## Source text
————

David Stern, MD, CPC
06/01/2009

My e-mail inbox receives frequent e-mail questions about the business of urgent care. I thought that readers might benefit from a few of my recent replies.

Q: A consultant recently told us that since our urgent care center is owned and operated by a hospital, we must bill as a Type B Hospital emergency department. What do you think about this idea?

A: Stop! For some reason this false information has been spread among the healthcare consultant community, and since then the misinformation has gained a life of its own. Urgent care centers almost never meet the criteria set for Type B emergency departments. The criteria are as follows:

Licensing: The clinic is licensed by the state in which it is located under applicable state law as an emergency room or emergency department. Is your center actually licensed as an emergency department? If so, then you may be operating a Type B emergency department. If not, then your center is not a Type B emergency department.

Self Designation: The clinic is held out to the public by name, posted signs, advertising, or other means as a place that provides care for emergency medical conditions on an urgent basis without requiring a previously scheduled appointment. Do you advertise your center as a place to treat emergency conditions? If so, is it wise for your center to incur this liability? If not, then your center is not a Type B emergency department.

Patient Visits: During the calendar year immediately preceding the calendar year in which a determination under this section is being made based on a representative sample of patient visits that occurred, at least one-third of all outpatient visits to the urgent care center are for the treatment of emergency medical conditions on an urgent basis without requiring a previously scheduled appointment.

————

## Data under study
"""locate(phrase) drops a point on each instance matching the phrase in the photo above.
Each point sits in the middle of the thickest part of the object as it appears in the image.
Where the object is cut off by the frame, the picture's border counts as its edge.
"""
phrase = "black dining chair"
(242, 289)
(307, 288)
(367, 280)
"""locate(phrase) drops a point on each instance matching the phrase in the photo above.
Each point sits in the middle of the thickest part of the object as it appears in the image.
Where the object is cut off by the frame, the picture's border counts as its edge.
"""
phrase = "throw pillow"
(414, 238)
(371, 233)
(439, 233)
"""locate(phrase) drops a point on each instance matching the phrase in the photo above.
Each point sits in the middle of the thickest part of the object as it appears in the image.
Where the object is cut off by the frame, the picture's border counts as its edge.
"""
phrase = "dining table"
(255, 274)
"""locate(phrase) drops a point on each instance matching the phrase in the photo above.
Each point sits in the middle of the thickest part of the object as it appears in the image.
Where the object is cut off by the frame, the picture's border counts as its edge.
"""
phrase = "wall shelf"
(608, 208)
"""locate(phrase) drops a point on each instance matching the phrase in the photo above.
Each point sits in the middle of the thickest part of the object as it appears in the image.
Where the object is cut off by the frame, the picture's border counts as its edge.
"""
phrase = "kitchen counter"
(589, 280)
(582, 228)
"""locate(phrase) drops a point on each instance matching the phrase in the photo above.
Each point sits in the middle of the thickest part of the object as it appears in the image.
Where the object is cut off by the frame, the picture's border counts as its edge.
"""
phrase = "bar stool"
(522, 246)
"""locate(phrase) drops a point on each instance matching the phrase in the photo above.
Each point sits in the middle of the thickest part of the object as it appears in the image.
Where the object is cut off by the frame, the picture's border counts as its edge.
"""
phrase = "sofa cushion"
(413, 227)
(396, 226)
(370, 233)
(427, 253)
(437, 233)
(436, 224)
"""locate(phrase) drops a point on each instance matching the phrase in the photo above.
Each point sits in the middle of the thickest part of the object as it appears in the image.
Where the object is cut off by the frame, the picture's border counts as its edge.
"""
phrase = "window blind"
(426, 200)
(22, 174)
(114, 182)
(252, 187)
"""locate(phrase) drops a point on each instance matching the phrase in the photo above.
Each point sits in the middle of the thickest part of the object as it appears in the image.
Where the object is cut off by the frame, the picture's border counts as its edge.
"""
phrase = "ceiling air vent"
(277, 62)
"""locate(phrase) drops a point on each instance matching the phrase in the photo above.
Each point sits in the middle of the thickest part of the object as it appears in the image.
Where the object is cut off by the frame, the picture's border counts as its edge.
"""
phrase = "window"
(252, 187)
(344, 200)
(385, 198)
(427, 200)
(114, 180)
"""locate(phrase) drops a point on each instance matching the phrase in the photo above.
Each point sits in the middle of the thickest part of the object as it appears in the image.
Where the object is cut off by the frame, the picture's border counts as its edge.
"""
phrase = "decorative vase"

————

Reproduce the passage of the urgent care billing article from "Q: A consultant" to "about this idea?", word for word.

Q: A consultant recently told us that since our urgent care center is owned and operated by a hospital, we must bill as a Type B Hospital emergency department. What do you think about this idea?